Problem statement: Leave out the pictures and copy everything else below exactly.

Coordinate labeling data:

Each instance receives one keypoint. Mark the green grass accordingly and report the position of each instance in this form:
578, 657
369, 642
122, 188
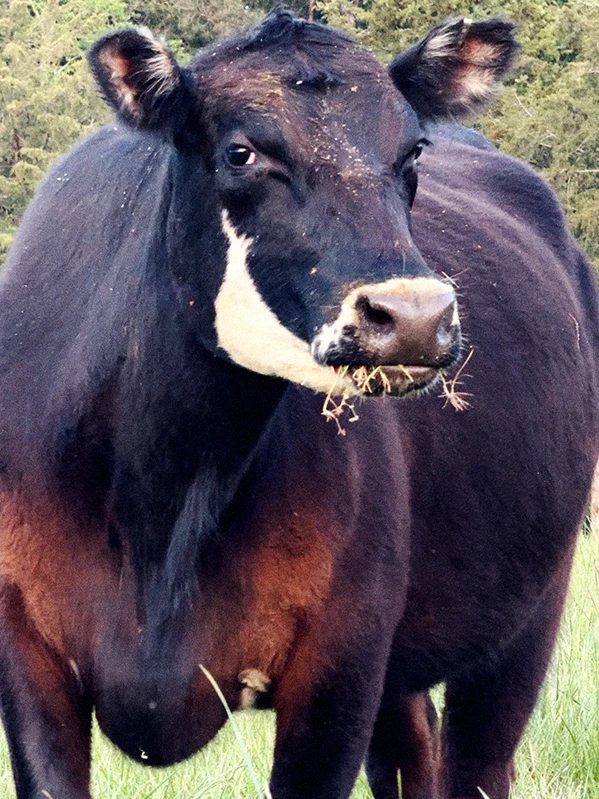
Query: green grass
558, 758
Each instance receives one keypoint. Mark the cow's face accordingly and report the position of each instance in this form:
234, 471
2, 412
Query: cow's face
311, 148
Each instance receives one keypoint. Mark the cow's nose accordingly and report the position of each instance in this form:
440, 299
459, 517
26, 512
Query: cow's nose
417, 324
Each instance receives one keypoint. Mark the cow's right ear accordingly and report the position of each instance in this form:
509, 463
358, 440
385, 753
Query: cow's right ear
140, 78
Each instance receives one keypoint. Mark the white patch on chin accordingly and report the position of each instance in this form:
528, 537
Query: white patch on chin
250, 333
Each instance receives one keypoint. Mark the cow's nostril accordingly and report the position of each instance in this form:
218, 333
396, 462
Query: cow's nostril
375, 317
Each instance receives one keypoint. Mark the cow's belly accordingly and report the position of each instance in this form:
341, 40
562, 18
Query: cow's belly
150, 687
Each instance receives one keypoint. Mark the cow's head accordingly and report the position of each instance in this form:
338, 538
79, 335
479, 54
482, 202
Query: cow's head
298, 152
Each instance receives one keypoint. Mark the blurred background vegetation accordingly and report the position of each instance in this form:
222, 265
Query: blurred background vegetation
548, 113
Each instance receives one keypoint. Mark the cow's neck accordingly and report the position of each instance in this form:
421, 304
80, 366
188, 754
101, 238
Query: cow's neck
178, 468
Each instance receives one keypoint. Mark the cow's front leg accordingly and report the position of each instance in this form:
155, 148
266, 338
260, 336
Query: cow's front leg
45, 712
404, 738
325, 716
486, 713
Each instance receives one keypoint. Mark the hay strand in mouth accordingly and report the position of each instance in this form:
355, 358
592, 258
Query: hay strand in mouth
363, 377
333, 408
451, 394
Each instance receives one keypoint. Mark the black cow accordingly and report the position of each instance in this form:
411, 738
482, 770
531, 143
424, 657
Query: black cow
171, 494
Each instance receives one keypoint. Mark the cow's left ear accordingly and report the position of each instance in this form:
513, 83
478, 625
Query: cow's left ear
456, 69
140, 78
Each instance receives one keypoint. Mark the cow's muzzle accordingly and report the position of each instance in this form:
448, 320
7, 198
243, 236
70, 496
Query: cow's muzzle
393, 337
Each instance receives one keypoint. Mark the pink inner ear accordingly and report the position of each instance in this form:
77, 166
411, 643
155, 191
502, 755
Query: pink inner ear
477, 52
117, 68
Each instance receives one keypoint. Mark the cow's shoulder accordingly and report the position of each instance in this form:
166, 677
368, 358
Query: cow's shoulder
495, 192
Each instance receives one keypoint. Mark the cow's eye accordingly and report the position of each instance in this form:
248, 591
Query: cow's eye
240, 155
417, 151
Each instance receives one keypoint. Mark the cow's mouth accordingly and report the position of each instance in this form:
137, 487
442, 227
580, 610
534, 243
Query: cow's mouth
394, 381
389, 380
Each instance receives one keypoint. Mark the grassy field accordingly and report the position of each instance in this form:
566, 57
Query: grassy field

Solution for this exercise:
Each instance receives one keypoint. Mark the green grass accordingly and report the position of each instance in this form:
578, 657
369, 642
122, 188
Query: green grass
558, 758
Each instance receives one keypoint. Mark the cow's face accordingly and report the position of each instance in this form:
234, 471
2, 412
Query: cow's face
311, 148
Each instance receives one keypoint. Mark the cow's nose accordingly and report the position of each instance in this form:
440, 299
459, 517
26, 512
Query: cow's nose
417, 324
Each instance receives one keypoint. Mark the cow's right ear accordingly and report the position of each instance in this form:
509, 463
358, 440
385, 753
Query: cow's right ear
140, 78
Each instance receives one keypoint. Mark the white patch on chin accordingly and report the position of each instance in this form:
528, 537
Query: white patch on chin
250, 333
Each instance receives one keypoint. Mark the cow's nostril accordingly and report the position of each instance in this form:
218, 333
396, 462
Query: cow's nostril
375, 317
Each instance receives one keypoint. Mark the cow's belly accordingly and report the position of each instance in this form:
341, 40
562, 18
Query: cow's belly
150, 687
Each instance receives one keypoint. Mark the cow's head accordingly and report the position of each instance in this form:
338, 538
79, 335
479, 54
482, 202
Query: cow's head
298, 152
Each instance receives one keypoint. Mark the blurred background vegetation accordingly and report the position of each instance in this form:
222, 265
Query: blurred background vegetation
548, 113
Each instance receives one keypoint. Mark the cow's neck accordingly and report the position of each instance in this form:
421, 304
80, 366
188, 754
101, 238
Query: cow's neck
178, 468
Each instance receives one keypoint. Mark the cow's front leg accordingly and report the position of each instance in this form:
155, 148
266, 338
260, 336
Query: cow's front leg
45, 712
404, 738
325, 716
486, 713
Each instance receives one keypoint. Mark the hay strand in mouth accordingly and report the position of each instance in this form:
355, 358
592, 258
Query: hay strand in mouth
363, 377
333, 408
451, 394
Each instance receives one keypoint. Mark the black cow accordingly and report the position of each instance in this form:
411, 738
482, 770
531, 143
424, 657
Query: black cow
171, 494
Each instance receives one keypoint. Mark the cow's left ear accordingly and report the position of each instance in this form:
513, 83
478, 625
Query: cow's left ear
456, 69
140, 78
Each instance receives one keypoint. Mark the cow's muzzle accordingly and report the position of each instance in this form:
448, 320
7, 198
243, 236
70, 496
Query: cow's muzzle
393, 337
Each instance receives one keypoint. Mark the pink inner ear accordingly and report the position of each instance in this form:
77, 166
411, 643
155, 191
502, 755
Query: pink inner ear
477, 52
117, 68
Each instance receives one keypoint. Mark the cow's shoulder accordingly and report the position of each instance in this form:
166, 677
368, 358
Query: cow's shoulder
495, 192
Each instance receives one keypoint. Mark the cow's eye accordingly and report the position of each instance in this form:
248, 591
Query: cow's eye
240, 155
417, 151
Each instance receives one keypoint. Mark the cow's mouth accordingly and report the position of each instance in this form:
137, 487
442, 227
580, 610
534, 243
Query: cow's mouth
394, 381
389, 380
Each instance receives one keypoint. Mark the grassy field accordingly and report the position of each instance in this form:
566, 57
Query: grassy field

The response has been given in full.